[Natural language region descriptions]
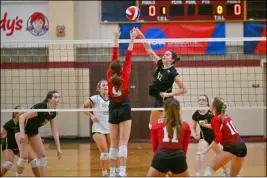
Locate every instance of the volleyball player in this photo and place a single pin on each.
(100, 127)
(27, 131)
(165, 76)
(170, 138)
(234, 148)
(203, 118)
(118, 77)
(10, 148)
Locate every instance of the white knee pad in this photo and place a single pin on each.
(208, 172)
(42, 162)
(200, 157)
(34, 163)
(123, 151)
(113, 153)
(7, 165)
(104, 156)
(22, 162)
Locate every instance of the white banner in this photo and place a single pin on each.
(24, 21)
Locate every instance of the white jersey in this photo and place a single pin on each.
(102, 125)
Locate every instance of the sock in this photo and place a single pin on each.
(123, 169)
(19, 175)
(208, 172)
(117, 170)
(104, 172)
(112, 171)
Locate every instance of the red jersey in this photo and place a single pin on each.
(160, 139)
(118, 96)
(227, 135)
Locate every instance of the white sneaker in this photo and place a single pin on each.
(224, 173)
(121, 174)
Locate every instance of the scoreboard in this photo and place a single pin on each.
(191, 10)
(185, 10)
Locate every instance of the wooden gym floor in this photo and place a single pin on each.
(81, 159)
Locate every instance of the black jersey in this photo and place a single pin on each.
(164, 79)
(32, 125)
(10, 126)
(206, 133)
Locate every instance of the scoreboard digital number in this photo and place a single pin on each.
(191, 10)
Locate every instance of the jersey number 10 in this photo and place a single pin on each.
(166, 137)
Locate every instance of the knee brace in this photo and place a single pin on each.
(7, 165)
(113, 153)
(200, 157)
(22, 162)
(34, 163)
(104, 156)
(42, 162)
(123, 151)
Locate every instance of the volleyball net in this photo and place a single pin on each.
(232, 68)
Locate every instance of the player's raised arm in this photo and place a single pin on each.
(148, 49)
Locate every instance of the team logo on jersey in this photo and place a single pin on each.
(117, 93)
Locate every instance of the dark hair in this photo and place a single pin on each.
(98, 84)
(175, 57)
(49, 96)
(14, 113)
(116, 68)
(173, 116)
(220, 106)
(207, 98)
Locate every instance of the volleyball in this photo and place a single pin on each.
(132, 13)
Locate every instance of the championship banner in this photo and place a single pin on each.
(255, 29)
(168, 31)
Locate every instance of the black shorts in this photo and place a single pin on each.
(239, 150)
(29, 132)
(166, 160)
(119, 112)
(98, 133)
(15, 150)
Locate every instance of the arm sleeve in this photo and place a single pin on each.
(216, 126)
(114, 58)
(154, 139)
(186, 139)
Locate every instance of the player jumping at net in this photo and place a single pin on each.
(100, 127)
(170, 138)
(165, 76)
(118, 77)
(234, 148)
(27, 131)
(203, 118)
(10, 148)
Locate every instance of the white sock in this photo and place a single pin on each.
(112, 171)
(117, 170)
(19, 175)
(123, 169)
(208, 172)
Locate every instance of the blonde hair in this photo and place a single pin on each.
(173, 116)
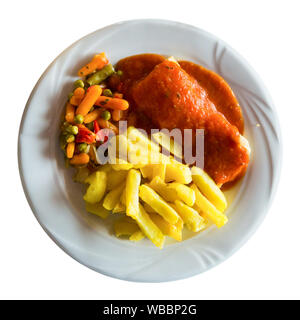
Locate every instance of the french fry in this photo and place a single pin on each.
(183, 192)
(172, 230)
(97, 209)
(148, 208)
(137, 236)
(148, 227)
(208, 210)
(168, 194)
(149, 196)
(167, 143)
(135, 136)
(208, 187)
(81, 174)
(178, 172)
(119, 208)
(122, 165)
(133, 182)
(123, 227)
(173, 191)
(105, 168)
(112, 198)
(115, 178)
(123, 198)
(160, 170)
(147, 171)
(190, 217)
(97, 187)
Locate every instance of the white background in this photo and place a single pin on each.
(265, 32)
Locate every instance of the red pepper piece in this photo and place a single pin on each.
(85, 135)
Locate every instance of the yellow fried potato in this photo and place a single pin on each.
(97, 209)
(97, 187)
(123, 227)
(208, 187)
(121, 164)
(159, 170)
(113, 197)
(136, 137)
(123, 197)
(190, 217)
(172, 230)
(168, 143)
(133, 182)
(178, 172)
(168, 194)
(208, 210)
(149, 196)
(147, 171)
(137, 236)
(148, 208)
(148, 227)
(183, 192)
(105, 168)
(81, 174)
(119, 208)
(173, 191)
(115, 178)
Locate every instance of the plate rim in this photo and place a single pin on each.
(249, 68)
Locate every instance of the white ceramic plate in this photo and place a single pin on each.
(57, 202)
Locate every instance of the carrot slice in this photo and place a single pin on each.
(106, 124)
(79, 159)
(91, 96)
(77, 97)
(117, 115)
(90, 117)
(97, 63)
(70, 150)
(112, 103)
(70, 113)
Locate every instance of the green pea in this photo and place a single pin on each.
(105, 115)
(70, 138)
(107, 93)
(90, 126)
(74, 130)
(62, 142)
(78, 119)
(100, 75)
(78, 84)
(82, 147)
(70, 95)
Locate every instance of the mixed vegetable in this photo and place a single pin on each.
(154, 198)
(91, 106)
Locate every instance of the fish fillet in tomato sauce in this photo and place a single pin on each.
(171, 98)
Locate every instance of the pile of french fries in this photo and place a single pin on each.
(155, 199)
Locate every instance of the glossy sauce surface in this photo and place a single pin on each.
(163, 95)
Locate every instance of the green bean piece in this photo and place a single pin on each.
(79, 119)
(100, 75)
(90, 126)
(74, 130)
(62, 142)
(105, 115)
(70, 138)
(78, 84)
(107, 93)
(82, 147)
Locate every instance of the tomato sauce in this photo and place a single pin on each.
(163, 95)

--- What to produce ---
Please provide a faithful transcription of all the data, pictures excluded.

--- Finished task ---
Locate every instance of the volleyball player in this photo and place a single pin on each.
(100, 127)
(27, 131)
(165, 76)
(170, 138)
(234, 148)
(203, 118)
(118, 77)
(10, 148)
Locate every instance of the white knee pad in this photo and place a single pin on each.
(208, 172)
(42, 162)
(200, 157)
(34, 163)
(123, 151)
(113, 153)
(7, 165)
(104, 156)
(22, 162)
Locate every instance of the white banner in this photo and place a single pin on each.
(24, 21)
Locate every instance of the white jersey in this photo and place a single pin on each.
(102, 125)
Locate every instance of the sock in this photo and place a single pin on each.
(123, 169)
(19, 175)
(208, 172)
(117, 170)
(104, 172)
(112, 171)
Locate every instance of the red jersey in this photo and place a single pin on each.
(160, 139)
(118, 96)
(227, 135)
Locate every instance of the white sneaker in this photo and place a single pin on each.
(224, 173)
(121, 174)
Locate every instance of the scoreboard in this photo and place a single pin on each.
(191, 10)
(185, 10)
Locate every instance of the wooden gym floor in this photo and place a single pin on each.
(81, 159)
Locate every instance of the black jersey in this photo and place a single pin on each.
(164, 79)
(32, 125)
(10, 126)
(206, 133)
Locate every instance of the scoreboard digital number in this photo and place a single pin on each.
(191, 10)
Locate every instance of the jersey number 10 in this photo and place a single pin on each.
(166, 137)
Locate every instance of the knee brace in this photo and place a single pin on each.
(7, 165)
(113, 153)
(200, 157)
(22, 162)
(34, 163)
(104, 156)
(42, 162)
(123, 151)
Locate every instance of the volleyball net in this photo and place a single pin on each.
(232, 68)
Locate every instance of the player's raised arm in this photo and place a single pin on each.
(148, 49)
Locate every instance of the team logo on jersey in this photo and place a single pin on each.
(117, 93)
Locate every instance of the dark hair in this photo and place a single pin on each.
(98, 84)
(175, 57)
(49, 96)
(14, 113)
(116, 68)
(173, 116)
(220, 106)
(207, 98)
Locate every instance of the volleyball in this photo and place a single pin on each.
(132, 13)
Locate every instance of the championship banner in this photo and place a single pin on each.
(255, 29)
(168, 31)
Locate every instance of the black shorts in this photo and place a single pin on each.
(239, 150)
(29, 132)
(166, 160)
(119, 112)
(98, 133)
(15, 150)
Locate every instance of the arm sleeve in this photo and place a single pin on each.
(216, 126)
(114, 58)
(154, 139)
(186, 139)
Locate every instance of the player jumping at net in this photo and place a single pin on each.
(100, 127)
(170, 138)
(165, 76)
(118, 77)
(234, 148)
(27, 131)
(203, 118)
(10, 148)
Locate every instance of the white sock in this photo and place a single pin on each.
(112, 171)
(117, 170)
(19, 175)
(123, 169)
(208, 172)
Locate every instance of the blonde hair in this photo and place a single pin on each.
(173, 116)
Locate every instance of the french fry in this photo and place a single pin on each.
(183, 192)
(172, 230)
(97, 209)
(148, 208)
(137, 236)
(148, 227)
(208, 210)
(168, 194)
(149, 196)
(167, 143)
(135, 136)
(208, 187)
(81, 174)
(178, 172)
(119, 208)
(122, 165)
(133, 182)
(123, 227)
(173, 191)
(105, 168)
(112, 198)
(115, 178)
(123, 198)
(160, 170)
(147, 171)
(190, 217)
(97, 187)
Locate every instance of the white background in this photo and place a single pin on each.
(265, 32)
Locate every instance of the red pepper piece in this photo and place a single pin on each.
(85, 135)
Locate every instance of the yellow fried potato in this photo and place a single pin on each.
(97, 209)
(97, 187)
(123, 227)
(208, 187)
(121, 164)
(159, 170)
(113, 197)
(136, 137)
(123, 197)
(190, 217)
(172, 230)
(168, 143)
(133, 182)
(178, 172)
(168, 194)
(208, 210)
(149, 196)
(147, 171)
(137, 236)
(148, 208)
(148, 227)
(183, 192)
(105, 168)
(81, 174)
(119, 208)
(173, 191)
(115, 178)
Locate every instance of the plate rim in this photo and place a single pin on each.
(249, 68)
Locate every instance of the white ceramic plate in this photo and place a single pin on each.
(57, 202)
Locate every instance of the carrot slice in this photo and place a single pin on each.
(106, 124)
(79, 159)
(91, 96)
(77, 97)
(117, 115)
(90, 117)
(97, 63)
(70, 150)
(112, 103)
(70, 113)
Locate every instance of the green pea in this photo and place a single pin on each.
(105, 115)
(70, 138)
(107, 93)
(90, 126)
(74, 130)
(62, 142)
(78, 119)
(100, 75)
(78, 84)
(82, 147)
(70, 95)
Locate every instance of the mixed vegetable in this photo and place a single pin on each.
(154, 198)
(91, 106)
Locate every instance of the fish fillet in tomato sauce in this photo and place a single pin on each.
(171, 98)
Locate every instance of the pile of french fries in this photo and place a single pin on each.
(155, 199)
Locate every instance of the glossy sauce surface in this photo and place a single pin on each.
(163, 95)
Locate every instance of the green bean piece in this photo and place a single pin on each.
(79, 119)
(100, 75)
(90, 126)
(74, 130)
(62, 142)
(105, 115)
(70, 138)
(78, 84)
(107, 93)
(82, 147)
Locate every instance of the tomato sauce in this photo and place a single pin on each.
(163, 95)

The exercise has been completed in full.